_Exercise_
Report each line of the data below that contains the word "blue".

_Records for this task_

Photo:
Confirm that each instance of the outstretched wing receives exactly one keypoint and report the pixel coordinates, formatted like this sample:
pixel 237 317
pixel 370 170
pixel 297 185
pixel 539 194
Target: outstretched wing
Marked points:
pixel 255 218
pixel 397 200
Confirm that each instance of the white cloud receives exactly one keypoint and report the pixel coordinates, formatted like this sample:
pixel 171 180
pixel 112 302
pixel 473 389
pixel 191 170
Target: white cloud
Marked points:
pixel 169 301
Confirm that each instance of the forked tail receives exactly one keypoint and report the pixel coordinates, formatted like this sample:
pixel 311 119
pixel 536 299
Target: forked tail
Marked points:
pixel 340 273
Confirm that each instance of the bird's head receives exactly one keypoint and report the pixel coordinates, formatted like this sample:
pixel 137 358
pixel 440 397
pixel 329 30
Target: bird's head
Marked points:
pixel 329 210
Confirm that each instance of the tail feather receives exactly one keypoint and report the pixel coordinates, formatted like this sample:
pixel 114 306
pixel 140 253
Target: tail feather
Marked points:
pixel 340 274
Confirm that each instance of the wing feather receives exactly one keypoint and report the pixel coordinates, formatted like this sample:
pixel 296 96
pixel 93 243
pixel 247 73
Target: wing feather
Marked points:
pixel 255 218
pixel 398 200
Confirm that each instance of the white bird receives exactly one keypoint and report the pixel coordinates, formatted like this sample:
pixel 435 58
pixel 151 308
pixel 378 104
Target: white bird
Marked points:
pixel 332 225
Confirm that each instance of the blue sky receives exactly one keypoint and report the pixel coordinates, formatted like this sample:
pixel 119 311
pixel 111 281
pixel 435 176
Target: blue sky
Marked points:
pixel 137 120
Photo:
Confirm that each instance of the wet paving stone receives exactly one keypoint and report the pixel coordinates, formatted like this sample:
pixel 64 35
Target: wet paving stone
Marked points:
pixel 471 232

* * *

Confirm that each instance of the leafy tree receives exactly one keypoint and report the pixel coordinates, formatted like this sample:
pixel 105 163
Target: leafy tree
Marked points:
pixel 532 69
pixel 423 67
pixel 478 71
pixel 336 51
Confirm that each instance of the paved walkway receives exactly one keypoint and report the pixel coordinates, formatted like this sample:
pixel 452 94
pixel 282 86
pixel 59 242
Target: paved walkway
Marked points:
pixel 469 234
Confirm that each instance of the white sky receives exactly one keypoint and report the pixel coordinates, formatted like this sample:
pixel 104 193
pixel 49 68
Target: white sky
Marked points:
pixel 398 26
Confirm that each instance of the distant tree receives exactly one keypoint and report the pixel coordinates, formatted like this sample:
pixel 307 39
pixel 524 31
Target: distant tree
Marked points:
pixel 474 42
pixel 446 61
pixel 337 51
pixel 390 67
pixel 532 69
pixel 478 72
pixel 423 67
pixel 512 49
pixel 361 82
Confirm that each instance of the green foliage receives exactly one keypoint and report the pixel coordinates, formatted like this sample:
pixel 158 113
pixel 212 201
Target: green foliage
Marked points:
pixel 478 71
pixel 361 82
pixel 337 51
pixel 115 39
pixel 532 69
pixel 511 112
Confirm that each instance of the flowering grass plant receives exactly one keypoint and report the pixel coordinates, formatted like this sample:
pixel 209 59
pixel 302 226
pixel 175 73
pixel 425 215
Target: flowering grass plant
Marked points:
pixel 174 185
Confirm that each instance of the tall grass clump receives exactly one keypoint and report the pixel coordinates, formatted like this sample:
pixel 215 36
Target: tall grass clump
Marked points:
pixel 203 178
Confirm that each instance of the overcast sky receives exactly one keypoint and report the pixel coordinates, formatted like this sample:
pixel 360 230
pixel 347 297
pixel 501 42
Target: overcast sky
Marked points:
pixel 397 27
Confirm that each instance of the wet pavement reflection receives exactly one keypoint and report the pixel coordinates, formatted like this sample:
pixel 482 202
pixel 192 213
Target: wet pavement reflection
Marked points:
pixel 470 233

* * *

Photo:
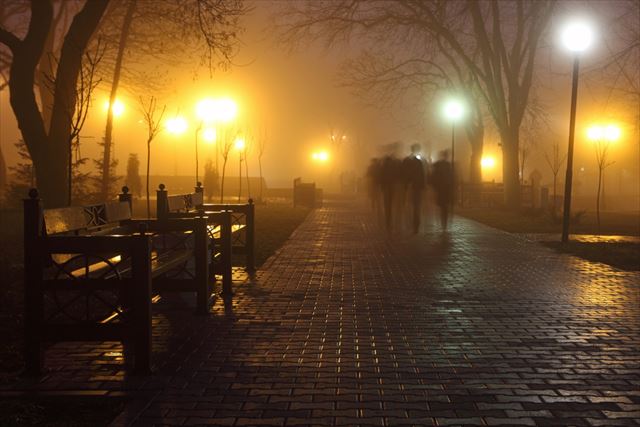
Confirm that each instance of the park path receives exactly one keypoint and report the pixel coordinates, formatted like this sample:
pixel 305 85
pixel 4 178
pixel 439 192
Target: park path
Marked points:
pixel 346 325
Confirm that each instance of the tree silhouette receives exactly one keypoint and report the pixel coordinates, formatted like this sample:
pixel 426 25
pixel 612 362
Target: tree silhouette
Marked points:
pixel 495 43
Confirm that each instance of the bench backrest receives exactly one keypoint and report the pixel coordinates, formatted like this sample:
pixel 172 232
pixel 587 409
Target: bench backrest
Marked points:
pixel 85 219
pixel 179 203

_Reply_
Confirm that each instance of the blue sky receives exactly one keypoint and report the pixel coordinates, formatted like this sample:
Target: blue sky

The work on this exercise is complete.